Records from an annotation dataset:
☆ ☆ ☆ ☆ ☆ ☆ ☆
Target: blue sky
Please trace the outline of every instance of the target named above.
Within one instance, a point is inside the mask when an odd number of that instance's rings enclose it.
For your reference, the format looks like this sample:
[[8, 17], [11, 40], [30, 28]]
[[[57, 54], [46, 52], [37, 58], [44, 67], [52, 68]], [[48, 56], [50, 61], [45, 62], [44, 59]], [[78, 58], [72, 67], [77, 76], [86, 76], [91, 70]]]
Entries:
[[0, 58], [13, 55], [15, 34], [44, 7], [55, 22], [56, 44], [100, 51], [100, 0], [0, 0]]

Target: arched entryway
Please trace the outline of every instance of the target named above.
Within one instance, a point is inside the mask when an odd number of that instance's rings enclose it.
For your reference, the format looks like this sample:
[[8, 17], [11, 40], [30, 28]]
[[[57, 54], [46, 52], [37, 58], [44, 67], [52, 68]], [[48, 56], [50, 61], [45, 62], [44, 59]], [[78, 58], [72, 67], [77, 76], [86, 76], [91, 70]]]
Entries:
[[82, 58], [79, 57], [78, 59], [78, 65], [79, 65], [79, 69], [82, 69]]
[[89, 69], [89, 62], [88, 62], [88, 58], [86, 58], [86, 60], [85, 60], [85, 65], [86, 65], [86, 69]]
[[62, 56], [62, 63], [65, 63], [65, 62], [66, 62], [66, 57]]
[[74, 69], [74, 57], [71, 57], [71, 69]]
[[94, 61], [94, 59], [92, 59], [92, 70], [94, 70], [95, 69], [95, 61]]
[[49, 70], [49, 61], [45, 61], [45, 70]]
☆ ☆ ☆ ☆ ☆ ☆ ☆
What you have to do: Please copy the listing above word for word, from the first line to the last.

Output below:
Target: blue sky
Please trace the outline of every instance of the target named above.
Within one instance, a point is inside the mask when an odd number of that instance's rings enclose it.
For your reference, the format looks like this sample:
[[8, 17], [11, 40], [30, 28]]
[[[57, 54], [46, 52], [37, 58], [44, 67], [52, 68]], [[48, 56], [50, 61], [45, 62], [44, 59]], [[78, 58], [72, 67], [77, 76], [86, 76], [91, 70]]]
Entries:
[[0, 58], [13, 55], [15, 34], [44, 7], [55, 22], [56, 44], [100, 51], [100, 0], [0, 0]]

Target: arched entryway
Please trace the outline of every instance of the target named above.
Within one instance, a point is inside the mask when an odd number of that instance's rings enclose it.
For your reference, the format looks like this sample:
[[8, 17], [11, 40], [30, 28]]
[[[57, 54], [46, 52], [37, 58], [44, 67], [52, 68]], [[48, 56], [50, 61], [45, 62], [44, 59]], [[78, 58], [72, 67], [77, 76], [86, 76], [91, 70]]]
Entries:
[[82, 58], [79, 57], [78, 59], [78, 65], [79, 65], [79, 69], [82, 69]]
[[89, 69], [89, 62], [88, 62], [88, 58], [86, 58], [86, 60], [85, 60], [85, 65], [86, 65], [86, 69]]
[[62, 56], [62, 63], [65, 63], [65, 62], [66, 62], [66, 57]]
[[74, 69], [74, 57], [71, 57], [71, 69]]
[[94, 61], [94, 59], [92, 59], [92, 70], [94, 70], [95, 69], [95, 61]]
[[49, 70], [49, 61], [45, 61], [45, 70]]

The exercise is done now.